#### [WHAT NEEDS TO BE DONE]
Continue the post on subsidies for the White House solar panels and green technology, picking up after its last sentence below.

═════ SOURCE EXTRACT ═════

Subsidizing The White House’s Solar Panels

Mike Mandel commenting on the Obama administration’s decision to install solar panels on the White House posted this chart(click for larger view).

He noted that there was a lack of logic in the move and then went on to suggest a rationale for the move:

So the government is borrowing this money from overseas, basically,  to increase its net energy costs.

That needn’t be a bad thing. Government spending is often necessary to get economies of scale for manufacturing and improving new technologies.  But if we want our borrowing to be worthwhile,  those benefits of government spending have to stay in the U.S.  We  have to make sure that our net trade gap in photovoltaic cells and modules decreases, not increases, and that our domestic PV manufacturing continues to grow.  One possibility: More subsidies for domestic PV manufacturing.  Does that violate WTO rules?

His argument reminded me of what I thought was a particularly well worded post on the subject of subsidies for green technologies. It’s by Ryan Avent and appeared in the Economist Free Exchange. Talking about electric cars he offers these thoughts:

It seems plausible to me that electric cars will play some role in reducing oil dependence and carbon emissions, but no one knows how significant a role it will be. Meanwhile, resources deployed towards electric car subsidies are resources that aren’t used on other things. Perhaps other green technologies are more promising. Perhaps it would be best of all to invest in education, which would increase national educational attainment and economic growth, given that a richer, better educated population might have a higher demand for green technologies.

I wouldn’t begin to argue that there is no role for government in shaping the market for environmentally-friendly goods. I would price carbon and increase petrol taxes and invest in basic research and infrastructure. I might even offer financial prizes for certain innovative achievements—a low cost way to bring significant resources to bear on difficult engineering projects.

But systematically favouring some technologies over others is a recipe for waste and missed opportunities. If China wishes to go down that road, then that is certainly their right. Americans should focus on the basics and be glad that its capital has more freedom to flow toward innovation wherever it develops.

═════ PROVIDED RECORDS ═════

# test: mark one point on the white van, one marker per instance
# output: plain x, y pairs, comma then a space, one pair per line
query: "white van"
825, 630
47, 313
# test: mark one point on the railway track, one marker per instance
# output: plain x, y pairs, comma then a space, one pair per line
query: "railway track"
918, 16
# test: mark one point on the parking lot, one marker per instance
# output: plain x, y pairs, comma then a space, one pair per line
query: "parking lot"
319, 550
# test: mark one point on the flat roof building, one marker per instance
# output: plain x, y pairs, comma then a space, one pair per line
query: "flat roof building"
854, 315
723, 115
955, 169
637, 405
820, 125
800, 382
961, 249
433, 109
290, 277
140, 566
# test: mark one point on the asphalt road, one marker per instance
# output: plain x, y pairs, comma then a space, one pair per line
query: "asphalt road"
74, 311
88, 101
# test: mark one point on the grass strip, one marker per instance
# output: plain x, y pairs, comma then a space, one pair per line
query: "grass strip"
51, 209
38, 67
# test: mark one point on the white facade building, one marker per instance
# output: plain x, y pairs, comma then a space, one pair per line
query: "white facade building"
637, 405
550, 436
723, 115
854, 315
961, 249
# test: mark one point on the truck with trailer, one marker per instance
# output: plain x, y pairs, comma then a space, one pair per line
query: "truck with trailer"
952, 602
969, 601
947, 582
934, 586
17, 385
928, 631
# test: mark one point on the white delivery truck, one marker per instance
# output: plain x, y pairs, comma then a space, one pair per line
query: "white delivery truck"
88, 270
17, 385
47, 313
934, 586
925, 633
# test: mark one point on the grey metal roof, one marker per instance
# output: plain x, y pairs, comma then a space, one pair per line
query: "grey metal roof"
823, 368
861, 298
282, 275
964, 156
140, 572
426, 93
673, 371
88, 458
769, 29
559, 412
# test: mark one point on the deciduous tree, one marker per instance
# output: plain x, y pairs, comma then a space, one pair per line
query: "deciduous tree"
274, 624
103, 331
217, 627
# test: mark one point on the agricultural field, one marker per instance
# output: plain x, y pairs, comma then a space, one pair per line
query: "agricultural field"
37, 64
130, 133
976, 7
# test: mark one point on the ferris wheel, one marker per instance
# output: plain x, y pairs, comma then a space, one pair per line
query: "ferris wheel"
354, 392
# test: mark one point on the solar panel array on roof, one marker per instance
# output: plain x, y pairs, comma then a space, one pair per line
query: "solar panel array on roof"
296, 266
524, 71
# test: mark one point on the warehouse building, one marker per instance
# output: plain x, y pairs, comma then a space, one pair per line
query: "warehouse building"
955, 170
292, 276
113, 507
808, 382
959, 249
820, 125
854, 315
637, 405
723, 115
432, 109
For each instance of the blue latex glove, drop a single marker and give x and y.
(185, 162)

═════
═════ PROVIDED RECORDS ═════

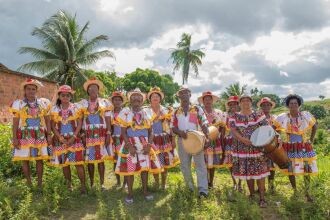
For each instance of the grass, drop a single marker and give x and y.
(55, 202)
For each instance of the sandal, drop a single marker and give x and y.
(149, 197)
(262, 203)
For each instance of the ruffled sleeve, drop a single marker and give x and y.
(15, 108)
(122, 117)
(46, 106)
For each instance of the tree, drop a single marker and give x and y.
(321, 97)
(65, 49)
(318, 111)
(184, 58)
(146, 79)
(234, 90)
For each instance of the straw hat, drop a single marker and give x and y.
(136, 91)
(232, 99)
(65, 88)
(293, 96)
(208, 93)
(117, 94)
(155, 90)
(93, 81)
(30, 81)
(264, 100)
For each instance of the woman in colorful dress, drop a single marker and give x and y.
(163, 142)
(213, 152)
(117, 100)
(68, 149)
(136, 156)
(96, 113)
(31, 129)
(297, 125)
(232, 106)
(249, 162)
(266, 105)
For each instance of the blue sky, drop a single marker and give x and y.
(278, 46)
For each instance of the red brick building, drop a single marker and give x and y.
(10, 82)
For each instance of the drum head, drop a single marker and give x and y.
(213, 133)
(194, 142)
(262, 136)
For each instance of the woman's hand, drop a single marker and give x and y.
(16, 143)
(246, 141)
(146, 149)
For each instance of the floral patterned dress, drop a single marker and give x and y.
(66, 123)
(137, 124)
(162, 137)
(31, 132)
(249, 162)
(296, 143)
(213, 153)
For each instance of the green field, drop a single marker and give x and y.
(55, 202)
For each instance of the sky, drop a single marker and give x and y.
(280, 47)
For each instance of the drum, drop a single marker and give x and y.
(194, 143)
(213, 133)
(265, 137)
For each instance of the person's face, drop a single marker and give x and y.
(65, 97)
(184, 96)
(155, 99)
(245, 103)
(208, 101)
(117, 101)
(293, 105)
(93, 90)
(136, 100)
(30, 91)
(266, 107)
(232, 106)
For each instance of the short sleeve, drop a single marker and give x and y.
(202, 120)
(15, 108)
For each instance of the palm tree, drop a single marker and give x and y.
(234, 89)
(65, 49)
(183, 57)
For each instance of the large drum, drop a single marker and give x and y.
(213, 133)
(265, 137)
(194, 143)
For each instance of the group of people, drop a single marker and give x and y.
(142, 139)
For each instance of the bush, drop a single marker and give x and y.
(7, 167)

═════

#### [EXERCISE RESPONSE]
If you read this blog regularly you have probably already guessed that I come down on Avent’s side, except I would go much further.

The history of subsidies in this country is one sad tale. Our tax code and budget are riddled with subsidies the cost of which runs into the hundreds of billions if not trillions of dollars. They started out with the best of intentions and over time morphed into entitlements that are well nigh impossible to unwind.

One need only look to the disasters that are ethanol, housing and agriculture to see the pernicious effects of well intentioned government favoritism. These programs are bad enough in and of themselves and cost the taxpayers several kings’ ransoms. We could probably live with the monetary waste but the distortions that politically protected and funded programs cause throughout the economy multiplies their cost by several orders of magnitude.

Imagining that the political class or rent seekers are going to forgo subsidies is foolish. They are simply too ingrained in the system and new ones create their own new constituencies. Maybe some sort of sunset provision could be instituted. Periodically lawmakers who created new subsidy programs would be required to affirmatively approve their continuance. At least that would provide for some semblance of review of any given programs efficacy as well as force those who favor them to live with the consequences of their votes.